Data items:

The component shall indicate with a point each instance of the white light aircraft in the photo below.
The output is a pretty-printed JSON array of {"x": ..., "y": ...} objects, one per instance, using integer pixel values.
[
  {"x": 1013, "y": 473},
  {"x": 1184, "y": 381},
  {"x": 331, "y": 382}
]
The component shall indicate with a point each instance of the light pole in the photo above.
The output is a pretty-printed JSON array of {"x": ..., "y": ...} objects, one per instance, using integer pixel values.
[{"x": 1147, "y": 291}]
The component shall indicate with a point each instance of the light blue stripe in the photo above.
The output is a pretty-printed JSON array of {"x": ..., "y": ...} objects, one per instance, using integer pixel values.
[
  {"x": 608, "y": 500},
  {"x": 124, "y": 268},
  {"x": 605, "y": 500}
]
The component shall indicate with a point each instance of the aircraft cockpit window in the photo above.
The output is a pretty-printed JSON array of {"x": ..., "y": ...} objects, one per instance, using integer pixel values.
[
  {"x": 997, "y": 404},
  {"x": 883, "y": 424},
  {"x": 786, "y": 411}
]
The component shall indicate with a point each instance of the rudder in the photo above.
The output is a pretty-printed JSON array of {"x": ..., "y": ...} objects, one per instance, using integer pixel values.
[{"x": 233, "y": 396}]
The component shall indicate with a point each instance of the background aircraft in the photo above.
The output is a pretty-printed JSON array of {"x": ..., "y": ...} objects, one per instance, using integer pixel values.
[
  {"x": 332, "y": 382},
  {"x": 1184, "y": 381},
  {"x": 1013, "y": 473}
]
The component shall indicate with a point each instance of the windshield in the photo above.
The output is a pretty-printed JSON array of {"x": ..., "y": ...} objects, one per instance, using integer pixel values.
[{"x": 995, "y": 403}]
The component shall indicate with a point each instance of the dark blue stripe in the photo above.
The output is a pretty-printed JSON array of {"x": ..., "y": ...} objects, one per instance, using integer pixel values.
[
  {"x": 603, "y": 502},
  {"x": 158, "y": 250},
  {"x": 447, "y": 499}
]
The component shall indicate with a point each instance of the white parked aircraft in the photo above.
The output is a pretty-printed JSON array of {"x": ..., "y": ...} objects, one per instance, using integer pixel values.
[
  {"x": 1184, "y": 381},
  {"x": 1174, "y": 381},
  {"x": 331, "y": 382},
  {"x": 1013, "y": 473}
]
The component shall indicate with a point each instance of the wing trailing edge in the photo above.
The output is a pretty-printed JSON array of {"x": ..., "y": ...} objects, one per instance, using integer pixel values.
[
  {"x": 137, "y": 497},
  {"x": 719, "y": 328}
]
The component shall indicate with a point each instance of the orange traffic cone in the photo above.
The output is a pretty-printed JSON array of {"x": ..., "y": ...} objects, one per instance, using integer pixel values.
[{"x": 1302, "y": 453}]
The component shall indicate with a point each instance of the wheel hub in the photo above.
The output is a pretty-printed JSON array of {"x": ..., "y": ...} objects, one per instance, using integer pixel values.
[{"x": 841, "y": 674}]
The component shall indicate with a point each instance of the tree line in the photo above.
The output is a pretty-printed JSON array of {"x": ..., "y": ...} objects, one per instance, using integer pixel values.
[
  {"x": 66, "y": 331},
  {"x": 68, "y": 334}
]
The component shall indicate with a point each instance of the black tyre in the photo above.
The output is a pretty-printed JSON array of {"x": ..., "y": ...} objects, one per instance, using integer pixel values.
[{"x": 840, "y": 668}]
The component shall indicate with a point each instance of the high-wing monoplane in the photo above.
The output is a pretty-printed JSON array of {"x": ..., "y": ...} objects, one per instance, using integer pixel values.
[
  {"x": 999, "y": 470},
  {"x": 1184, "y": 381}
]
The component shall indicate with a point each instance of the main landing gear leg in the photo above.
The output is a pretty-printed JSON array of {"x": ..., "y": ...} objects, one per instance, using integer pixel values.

Stated problem: Reproduce the data items above verbatim, all of them.

Right answer:
The component shall indicate with a point each instance of the white light aircraft in the photo below.
The output is a pretty-printed JSON array of {"x": ..., "y": ...} objects, one per instance, using integer pixel values.
[
  {"x": 1013, "y": 473},
  {"x": 1184, "y": 381},
  {"x": 331, "y": 382}
]
The component shall indicate with a point each instance of the light pole in the photo above.
The output is a pretty-printed JSON array of {"x": ..., "y": ...} objects, one per instance, using integer pixel values.
[{"x": 1147, "y": 291}]
The component shall indicate with a point each instance of the light blue stripe in the photo above.
The output is a pretty-printed JSON array of {"x": ..., "y": ...} objects, one per instance, using integer pixel values.
[
  {"x": 608, "y": 500},
  {"x": 124, "y": 268},
  {"x": 605, "y": 500}
]
The component shall indicate with a point each instance of the aircraft cockpit window in the photo above.
The output is a pretty-printed JSON array of {"x": ..., "y": ...} objects, one per instance, using integer pixel values.
[
  {"x": 997, "y": 404},
  {"x": 883, "y": 424},
  {"x": 786, "y": 411}
]
The component shall indicate with a point each instance of the rudder in the photo above.
The output is a pretty-printed JSON array of {"x": ..., "y": ...} objects, one per instance, using integer pixel values.
[{"x": 233, "y": 396}]
The component shall indicate with a point each instance of the background aircraft in the photo above.
The output is a pretty-printed JSON array of {"x": ..., "y": ...} objects, one per instance, using integer pixel values.
[
  {"x": 332, "y": 382},
  {"x": 1184, "y": 381},
  {"x": 1013, "y": 473}
]
The component shall indicate with a point each instance of the windshield in the photo above.
The output is a pretty-printed JSON array of {"x": ..., "y": ...} objects, one per instance, using integer pixel values.
[{"x": 995, "y": 403}]
The component shall indicate with a point each instance of the dark blue stripe in the photo above.
The output is a pretty-printed JSON array of {"x": ..., "y": ...} objects, one per instance, using integer pixel values.
[
  {"x": 603, "y": 502},
  {"x": 158, "y": 250},
  {"x": 447, "y": 499}
]
The component shall indicate with a point each instance of the white parked aircraft in the photo above.
The output is a pretty-printed JSON array of {"x": ..., "y": ...} objects, one per instance, using integer pixel values.
[
  {"x": 1184, "y": 381},
  {"x": 1174, "y": 381},
  {"x": 331, "y": 382},
  {"x": 1013, "y": 473}
]
The component shall indicate with a point each instance of the wing trailing edge in the photo above.
The output is a pretty-printed JSON array of {"x": ..., "y": ...} objects, one per instance, using integer pixel values.
[
  {"x": 137, "y": 497},
  {"x": 719, "y": 328}
]
The component shall indicate with a point each instance of the orange traffic cone in the photo above.
The output is a pretty-printed JSON array of {"x": ..., "y": ...} objects, one per instance, using integer pixel values.
[{"x": 1302, "y": 453}]
The component shall indicate with a point each instance of the wheel hub in the photo above.
The output is a pretty-printed JSON array of {"x": ..., "y": ...} objects, one per instance, using integer pixel values.
[{"x": 841, "y": 674}]
The component shall indicate with a point each instance of the tree line in the photo above.
The output is a pretty-printed JSON array of {"x": ..., "y": ...} objects, one per instance, using integer pixel values.
[
  {"x": 66, "y": 331},
  {"x": 68, "y": 334}
]
The component shall indicate with a point each instance of the black tyre in the photo above.
The output is a pretty-printed JSON array of {"x": ..., "y": ...} objects, one per instance, using integer pixel values.
[{"x": 840, "y": 668}]
The component shall indicate with a point each instance of the high-wing monoplane in the photo above.
The output is a pretty-printed JSON array of {"x": ..., "y": ...} objects, one per instance, using integer pixel values.
[
  {"x": 999, "y": 470},
  {"x": 1184, "y": 381}
]
The component shall indicate with a point each instance of the main landing gear leg in the photo above.
The output is a pretty-printed JSON array of {"x": ..., "y": ...} objects, one per instance, using integer pixel values.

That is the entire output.